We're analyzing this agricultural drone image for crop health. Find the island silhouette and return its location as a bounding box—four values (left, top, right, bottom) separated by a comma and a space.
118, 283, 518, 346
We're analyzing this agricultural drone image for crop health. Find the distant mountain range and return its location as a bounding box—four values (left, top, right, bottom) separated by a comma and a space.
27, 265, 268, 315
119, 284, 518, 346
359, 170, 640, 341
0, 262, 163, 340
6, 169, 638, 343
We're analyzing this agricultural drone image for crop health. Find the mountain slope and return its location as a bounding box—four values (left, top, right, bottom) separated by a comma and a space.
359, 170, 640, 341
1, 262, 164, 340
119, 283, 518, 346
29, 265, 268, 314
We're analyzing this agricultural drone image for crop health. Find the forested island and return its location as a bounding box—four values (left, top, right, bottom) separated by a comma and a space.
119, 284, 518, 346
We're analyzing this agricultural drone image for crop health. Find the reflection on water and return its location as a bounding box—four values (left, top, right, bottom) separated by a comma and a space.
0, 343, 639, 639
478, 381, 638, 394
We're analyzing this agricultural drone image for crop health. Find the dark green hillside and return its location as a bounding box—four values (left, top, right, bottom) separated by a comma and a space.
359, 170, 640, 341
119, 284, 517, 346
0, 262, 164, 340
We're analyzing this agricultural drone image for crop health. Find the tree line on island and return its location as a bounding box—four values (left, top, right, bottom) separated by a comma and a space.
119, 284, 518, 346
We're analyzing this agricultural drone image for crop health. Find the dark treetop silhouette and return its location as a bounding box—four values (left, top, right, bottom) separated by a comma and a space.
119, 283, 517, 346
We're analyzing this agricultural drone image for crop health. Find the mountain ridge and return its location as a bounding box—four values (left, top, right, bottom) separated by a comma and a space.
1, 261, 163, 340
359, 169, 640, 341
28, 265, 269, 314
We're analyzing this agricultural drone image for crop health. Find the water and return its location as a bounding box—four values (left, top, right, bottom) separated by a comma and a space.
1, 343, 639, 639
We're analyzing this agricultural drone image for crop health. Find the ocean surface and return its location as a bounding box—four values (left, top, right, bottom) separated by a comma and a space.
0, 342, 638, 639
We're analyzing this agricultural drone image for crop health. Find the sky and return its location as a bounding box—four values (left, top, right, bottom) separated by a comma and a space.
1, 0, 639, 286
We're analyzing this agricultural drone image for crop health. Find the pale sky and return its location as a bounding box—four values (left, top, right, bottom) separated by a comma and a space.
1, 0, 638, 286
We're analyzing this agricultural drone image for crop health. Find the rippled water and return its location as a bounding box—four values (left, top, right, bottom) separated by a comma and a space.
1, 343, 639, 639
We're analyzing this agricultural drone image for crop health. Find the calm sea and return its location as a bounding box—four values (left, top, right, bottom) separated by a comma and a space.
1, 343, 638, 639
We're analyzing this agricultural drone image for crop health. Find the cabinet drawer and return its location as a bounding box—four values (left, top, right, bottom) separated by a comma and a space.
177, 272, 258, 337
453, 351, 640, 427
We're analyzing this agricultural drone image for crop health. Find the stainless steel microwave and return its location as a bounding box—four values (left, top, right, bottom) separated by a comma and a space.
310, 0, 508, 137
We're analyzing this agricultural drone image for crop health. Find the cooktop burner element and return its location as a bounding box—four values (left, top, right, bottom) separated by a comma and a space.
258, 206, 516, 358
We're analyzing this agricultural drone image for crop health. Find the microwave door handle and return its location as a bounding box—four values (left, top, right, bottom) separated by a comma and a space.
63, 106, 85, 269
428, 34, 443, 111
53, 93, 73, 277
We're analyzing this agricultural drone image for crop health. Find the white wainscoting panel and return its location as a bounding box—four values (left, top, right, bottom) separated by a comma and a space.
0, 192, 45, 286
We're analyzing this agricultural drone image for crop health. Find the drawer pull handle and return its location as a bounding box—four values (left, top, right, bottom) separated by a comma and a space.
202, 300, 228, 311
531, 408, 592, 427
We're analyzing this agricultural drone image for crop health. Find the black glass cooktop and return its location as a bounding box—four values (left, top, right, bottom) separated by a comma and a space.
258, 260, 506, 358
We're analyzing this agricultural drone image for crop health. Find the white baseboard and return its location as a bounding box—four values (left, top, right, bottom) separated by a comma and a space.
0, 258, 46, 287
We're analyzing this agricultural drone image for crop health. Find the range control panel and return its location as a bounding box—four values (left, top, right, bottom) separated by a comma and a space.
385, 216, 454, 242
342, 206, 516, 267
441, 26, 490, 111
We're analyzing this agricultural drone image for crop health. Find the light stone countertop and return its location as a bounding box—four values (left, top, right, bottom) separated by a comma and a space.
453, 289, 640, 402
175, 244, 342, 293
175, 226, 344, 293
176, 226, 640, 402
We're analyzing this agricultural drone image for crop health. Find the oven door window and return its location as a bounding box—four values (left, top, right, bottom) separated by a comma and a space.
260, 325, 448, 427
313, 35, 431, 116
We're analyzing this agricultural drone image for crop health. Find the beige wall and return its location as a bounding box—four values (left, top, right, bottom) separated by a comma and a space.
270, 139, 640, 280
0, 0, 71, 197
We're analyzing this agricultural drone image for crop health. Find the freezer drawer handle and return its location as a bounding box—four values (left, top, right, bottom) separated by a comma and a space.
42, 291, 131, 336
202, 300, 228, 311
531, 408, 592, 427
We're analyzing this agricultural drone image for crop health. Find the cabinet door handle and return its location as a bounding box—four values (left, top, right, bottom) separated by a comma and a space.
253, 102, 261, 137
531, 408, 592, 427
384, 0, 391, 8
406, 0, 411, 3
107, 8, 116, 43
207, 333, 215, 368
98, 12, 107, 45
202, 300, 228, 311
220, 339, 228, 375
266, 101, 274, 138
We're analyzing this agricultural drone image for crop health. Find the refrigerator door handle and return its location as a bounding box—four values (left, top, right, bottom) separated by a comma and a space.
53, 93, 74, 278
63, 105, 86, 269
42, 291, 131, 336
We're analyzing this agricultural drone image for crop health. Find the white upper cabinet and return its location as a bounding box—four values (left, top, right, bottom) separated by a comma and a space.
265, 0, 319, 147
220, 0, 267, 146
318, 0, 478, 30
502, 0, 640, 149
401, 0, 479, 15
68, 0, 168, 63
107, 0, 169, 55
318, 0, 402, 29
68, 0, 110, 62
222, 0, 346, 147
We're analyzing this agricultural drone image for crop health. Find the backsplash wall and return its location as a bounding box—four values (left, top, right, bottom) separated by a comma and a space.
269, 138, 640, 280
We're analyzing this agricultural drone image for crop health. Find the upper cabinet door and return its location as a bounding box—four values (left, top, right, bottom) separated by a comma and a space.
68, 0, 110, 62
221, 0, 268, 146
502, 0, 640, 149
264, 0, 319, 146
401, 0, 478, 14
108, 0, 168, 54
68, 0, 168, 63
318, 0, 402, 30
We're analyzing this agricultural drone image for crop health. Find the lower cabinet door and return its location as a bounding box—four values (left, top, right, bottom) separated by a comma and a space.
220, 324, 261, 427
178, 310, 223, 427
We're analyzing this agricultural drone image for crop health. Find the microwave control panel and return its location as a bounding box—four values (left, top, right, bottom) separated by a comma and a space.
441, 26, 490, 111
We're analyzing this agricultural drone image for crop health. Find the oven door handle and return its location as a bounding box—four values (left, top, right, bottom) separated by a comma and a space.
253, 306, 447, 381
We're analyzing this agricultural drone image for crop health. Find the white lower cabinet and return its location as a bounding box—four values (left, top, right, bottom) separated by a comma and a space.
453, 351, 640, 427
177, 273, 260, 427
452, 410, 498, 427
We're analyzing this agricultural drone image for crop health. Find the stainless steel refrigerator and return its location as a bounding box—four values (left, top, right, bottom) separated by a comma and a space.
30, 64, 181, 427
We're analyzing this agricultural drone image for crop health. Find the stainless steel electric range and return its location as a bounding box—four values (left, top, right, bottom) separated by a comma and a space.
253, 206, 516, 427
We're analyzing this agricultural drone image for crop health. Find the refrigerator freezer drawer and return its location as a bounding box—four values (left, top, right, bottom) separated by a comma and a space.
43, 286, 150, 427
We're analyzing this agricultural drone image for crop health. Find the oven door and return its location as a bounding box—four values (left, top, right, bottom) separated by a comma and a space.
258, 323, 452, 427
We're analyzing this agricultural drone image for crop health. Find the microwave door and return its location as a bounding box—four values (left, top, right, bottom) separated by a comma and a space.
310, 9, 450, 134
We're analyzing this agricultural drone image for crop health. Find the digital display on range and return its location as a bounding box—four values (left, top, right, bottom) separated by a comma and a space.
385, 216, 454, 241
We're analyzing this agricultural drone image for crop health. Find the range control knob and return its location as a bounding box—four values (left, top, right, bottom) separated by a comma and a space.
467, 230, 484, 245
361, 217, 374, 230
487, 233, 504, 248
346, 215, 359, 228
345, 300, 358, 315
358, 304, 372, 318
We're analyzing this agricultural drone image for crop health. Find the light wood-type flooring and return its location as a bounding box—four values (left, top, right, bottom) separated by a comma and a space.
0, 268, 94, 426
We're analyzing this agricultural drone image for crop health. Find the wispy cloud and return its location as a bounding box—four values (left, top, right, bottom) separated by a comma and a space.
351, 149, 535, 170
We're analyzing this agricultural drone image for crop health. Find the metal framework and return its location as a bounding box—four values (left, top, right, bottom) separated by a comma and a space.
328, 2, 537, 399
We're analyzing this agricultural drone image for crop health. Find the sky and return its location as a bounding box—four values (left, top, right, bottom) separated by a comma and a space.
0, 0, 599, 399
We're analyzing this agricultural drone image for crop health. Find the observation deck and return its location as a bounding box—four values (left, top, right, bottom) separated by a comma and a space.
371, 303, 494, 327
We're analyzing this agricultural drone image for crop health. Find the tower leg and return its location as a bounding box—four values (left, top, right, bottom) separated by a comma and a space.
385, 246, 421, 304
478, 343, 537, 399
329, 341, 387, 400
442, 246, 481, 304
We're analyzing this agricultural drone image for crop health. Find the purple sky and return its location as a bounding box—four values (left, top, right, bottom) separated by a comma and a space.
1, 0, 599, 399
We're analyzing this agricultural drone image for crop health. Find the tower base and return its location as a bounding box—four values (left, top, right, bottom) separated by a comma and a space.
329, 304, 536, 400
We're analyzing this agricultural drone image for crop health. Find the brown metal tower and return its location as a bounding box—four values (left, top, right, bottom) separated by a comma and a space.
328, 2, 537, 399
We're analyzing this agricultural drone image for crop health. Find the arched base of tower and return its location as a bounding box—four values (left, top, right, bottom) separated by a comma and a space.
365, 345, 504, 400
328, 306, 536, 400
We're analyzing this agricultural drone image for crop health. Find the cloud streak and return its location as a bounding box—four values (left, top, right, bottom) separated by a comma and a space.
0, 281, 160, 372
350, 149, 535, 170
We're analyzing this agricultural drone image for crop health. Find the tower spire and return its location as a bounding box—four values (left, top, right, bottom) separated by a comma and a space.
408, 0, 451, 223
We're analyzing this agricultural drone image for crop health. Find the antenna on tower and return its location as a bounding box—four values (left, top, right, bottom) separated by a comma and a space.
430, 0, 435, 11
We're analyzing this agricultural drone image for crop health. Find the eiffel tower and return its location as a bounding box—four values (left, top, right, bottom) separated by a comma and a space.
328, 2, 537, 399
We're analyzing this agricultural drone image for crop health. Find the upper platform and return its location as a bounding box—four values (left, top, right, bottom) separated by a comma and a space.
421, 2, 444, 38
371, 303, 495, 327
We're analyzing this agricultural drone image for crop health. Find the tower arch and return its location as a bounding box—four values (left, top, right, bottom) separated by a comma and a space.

▬▬▬▬▬▬

| WHAT YOU SHOULD DO |
In the listing above, find the line containing "Find the antenna", then reproduce it and each line after it through the end, exactly and with nothing added.

| TASK SOLUTION |
We're analyzing this agricultural drone image for crop health. Find the antenna on tower and return its location as a bounding box—four values (left, top, right, bottom) separated by a comma and a space.
430, 0, 435, 11
We're analyzing this agricultural drone image for crop health. Find the eiffel tower and return its location as a bounding box—four values (left, top, right, bottom) separated by a comma and a space.
328, 2, 537, 399
We're analyzing this agricultural drone image for crop health. Find the upper platform and return its location as a bounding box—four values (left, top, right, bottom) separated by a comma and a space.
421, 2, 444, 38
371, 303, 495, 327
We're analyzing this agricultural drone image for crop health. Find the tower arch and return its location as a bounding box—four values (left, top, right, bottom) separated by a comma and a space.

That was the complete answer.